* Document *
━━━━━━━━━━
India's external finances are becoming "less of a strength" but continue to be sufficient to cushion risks emanating from abroad, Fitch Ratings said on October 19.

"External finances are becoming less of a strength in India's credit profile, but we expect foreign-exchange reserves to remain robust and India's current-account deficit to be contained at a sustainable level," the rating agency said in a note.

The comments by Fitch, which rates India at BBB-with a stable outlook, come amid a sharp decline in the country's foreign exchange reserves, which have been deployed by the Reserve Bank of India (RBI) to stem a rapid fall in the rupee.

According to data released earlier this week, the RBI sold a gross $23.11 billion in August following the record-breaking sale of $38.77 billion in July. However, despite the central bank's intervention in the foreign exchange market, the rupee has continued to weaken against the greenback and crossed the 80-per-dollar mark for the first time in mid-July.
━━━━━━━━━━
* Information provided *
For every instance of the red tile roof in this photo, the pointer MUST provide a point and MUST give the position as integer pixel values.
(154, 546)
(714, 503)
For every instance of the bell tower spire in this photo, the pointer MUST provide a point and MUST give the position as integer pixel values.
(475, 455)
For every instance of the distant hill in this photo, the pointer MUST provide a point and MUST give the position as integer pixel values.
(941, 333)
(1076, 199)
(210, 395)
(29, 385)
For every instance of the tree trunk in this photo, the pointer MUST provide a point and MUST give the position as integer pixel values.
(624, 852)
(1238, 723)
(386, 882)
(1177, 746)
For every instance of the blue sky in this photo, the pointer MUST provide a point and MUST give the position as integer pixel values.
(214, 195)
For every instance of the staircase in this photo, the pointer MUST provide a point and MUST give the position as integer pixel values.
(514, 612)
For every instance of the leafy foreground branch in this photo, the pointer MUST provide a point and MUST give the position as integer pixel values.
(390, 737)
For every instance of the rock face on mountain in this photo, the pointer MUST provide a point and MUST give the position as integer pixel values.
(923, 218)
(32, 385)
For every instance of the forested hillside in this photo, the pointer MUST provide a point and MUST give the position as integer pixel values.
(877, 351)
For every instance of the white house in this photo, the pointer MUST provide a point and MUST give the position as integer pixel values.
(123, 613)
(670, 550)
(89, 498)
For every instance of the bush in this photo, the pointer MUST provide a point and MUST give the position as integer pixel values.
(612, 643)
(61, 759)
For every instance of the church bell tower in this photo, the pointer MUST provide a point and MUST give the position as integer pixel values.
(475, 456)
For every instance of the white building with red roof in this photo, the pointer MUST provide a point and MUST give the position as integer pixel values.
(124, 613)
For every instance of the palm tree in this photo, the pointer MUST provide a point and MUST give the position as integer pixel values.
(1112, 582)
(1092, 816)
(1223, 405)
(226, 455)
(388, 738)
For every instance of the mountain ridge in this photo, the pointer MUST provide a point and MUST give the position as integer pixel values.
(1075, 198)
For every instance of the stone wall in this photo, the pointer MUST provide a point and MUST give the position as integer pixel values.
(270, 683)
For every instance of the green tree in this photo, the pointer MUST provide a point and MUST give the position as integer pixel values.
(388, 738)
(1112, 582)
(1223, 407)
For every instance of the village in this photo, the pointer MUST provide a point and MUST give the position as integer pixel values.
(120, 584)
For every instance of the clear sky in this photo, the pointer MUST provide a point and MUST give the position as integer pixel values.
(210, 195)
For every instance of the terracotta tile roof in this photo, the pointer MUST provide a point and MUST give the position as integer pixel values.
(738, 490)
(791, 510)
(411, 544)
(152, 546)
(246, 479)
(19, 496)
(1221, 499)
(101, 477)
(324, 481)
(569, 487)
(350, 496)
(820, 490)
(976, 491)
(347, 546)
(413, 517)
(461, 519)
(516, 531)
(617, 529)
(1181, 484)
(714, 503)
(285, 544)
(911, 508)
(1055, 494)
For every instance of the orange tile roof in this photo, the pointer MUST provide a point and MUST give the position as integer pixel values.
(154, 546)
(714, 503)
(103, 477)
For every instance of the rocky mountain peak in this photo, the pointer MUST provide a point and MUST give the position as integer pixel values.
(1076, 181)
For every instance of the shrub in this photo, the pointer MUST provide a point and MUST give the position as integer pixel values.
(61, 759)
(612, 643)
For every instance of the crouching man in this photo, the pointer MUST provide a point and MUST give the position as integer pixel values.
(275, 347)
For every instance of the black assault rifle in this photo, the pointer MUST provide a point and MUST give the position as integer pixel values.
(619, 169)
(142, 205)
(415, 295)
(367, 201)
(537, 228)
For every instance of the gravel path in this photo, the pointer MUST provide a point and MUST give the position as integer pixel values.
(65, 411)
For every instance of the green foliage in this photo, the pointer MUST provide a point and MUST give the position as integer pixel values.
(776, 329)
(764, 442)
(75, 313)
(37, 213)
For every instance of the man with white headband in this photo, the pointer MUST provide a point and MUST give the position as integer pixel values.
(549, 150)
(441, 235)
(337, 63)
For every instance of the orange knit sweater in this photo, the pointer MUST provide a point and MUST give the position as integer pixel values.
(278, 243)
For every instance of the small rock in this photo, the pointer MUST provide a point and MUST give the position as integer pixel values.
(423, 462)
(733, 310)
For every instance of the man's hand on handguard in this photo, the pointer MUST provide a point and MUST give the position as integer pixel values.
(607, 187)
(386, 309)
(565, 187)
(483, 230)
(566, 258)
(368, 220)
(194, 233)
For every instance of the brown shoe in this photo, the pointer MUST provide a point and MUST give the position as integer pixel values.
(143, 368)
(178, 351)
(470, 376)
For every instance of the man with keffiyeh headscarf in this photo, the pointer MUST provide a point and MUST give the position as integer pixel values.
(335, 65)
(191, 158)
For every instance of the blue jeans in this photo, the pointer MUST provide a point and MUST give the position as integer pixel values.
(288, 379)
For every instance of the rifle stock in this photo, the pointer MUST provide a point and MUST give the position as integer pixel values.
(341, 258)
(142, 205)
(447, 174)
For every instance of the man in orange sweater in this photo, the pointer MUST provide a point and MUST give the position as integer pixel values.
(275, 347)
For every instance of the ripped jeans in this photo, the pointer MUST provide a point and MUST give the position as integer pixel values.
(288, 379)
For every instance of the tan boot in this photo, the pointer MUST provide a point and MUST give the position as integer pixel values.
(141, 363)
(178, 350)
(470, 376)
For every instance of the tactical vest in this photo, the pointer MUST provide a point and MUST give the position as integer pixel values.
━━━━━━━━━━
* Work to do *
1. According to the passage on India's external finances, how much did the RBI sell in gross terms in August?
2. Translate this sentence from the passage on India's external finances into Spanish: "India's external finances are becoming "less of a strength" but continue to be sufficient to cushion risks emanating from abroad, Fitch Ratings said on October 19."
3. Proceed with the passage on India's external finances, picking up after its final sentence.
The entries come from a different source than the passage.

* Per-task answers *
1. $23.11 billion

2. Las finanzas externas de la India se están convirtiendo en "un punto menos fuerte", pero siguen siendo suficientes para amortiguar los riesgos procedentes del exterior, dijo Fitch Ratings el 19 de octubre.

3.
Earlier on October 19, the rupee sank to a new low after it broke past 83 to a dollar.

"The RBI recently reiterated that it does not have a target level for the exchange rate, but we expect the authorities will continue to use reserves to manage exchange-rate volatility. This will probably erode reserve buffers further in the near term, but the impact will depend on the scale and duration of intervention," Fitch said.

Sliding rupee 

So far this calendar year, the rupee has depreciated by over 10 percent against the dollar, while India's foreign exchange reserves have fallen below $550 billion.

On October 7, India's foreign exchange reserves stood at $532.87 billion, down $110 billion from its early September 2021 peak of $642.45 billion.

"Reserve cover remains strong at about 8.9 months of imports in September. This is higher than during the 'taper tantrum' in 2013, when it stood at about 6.5 months, and offers the authorities scope to utilise reserves to smooth periods of external stress. Large reserves also provide reassurance about debt repayment capacity. Short-term external debt due is equivalent to only about 24 percent of total reserves," Fitch noted.

However, it added that public finances continue to be the key driver of India's rating and are only "modestly affected" by current external developments due to the limited exposure to external financing.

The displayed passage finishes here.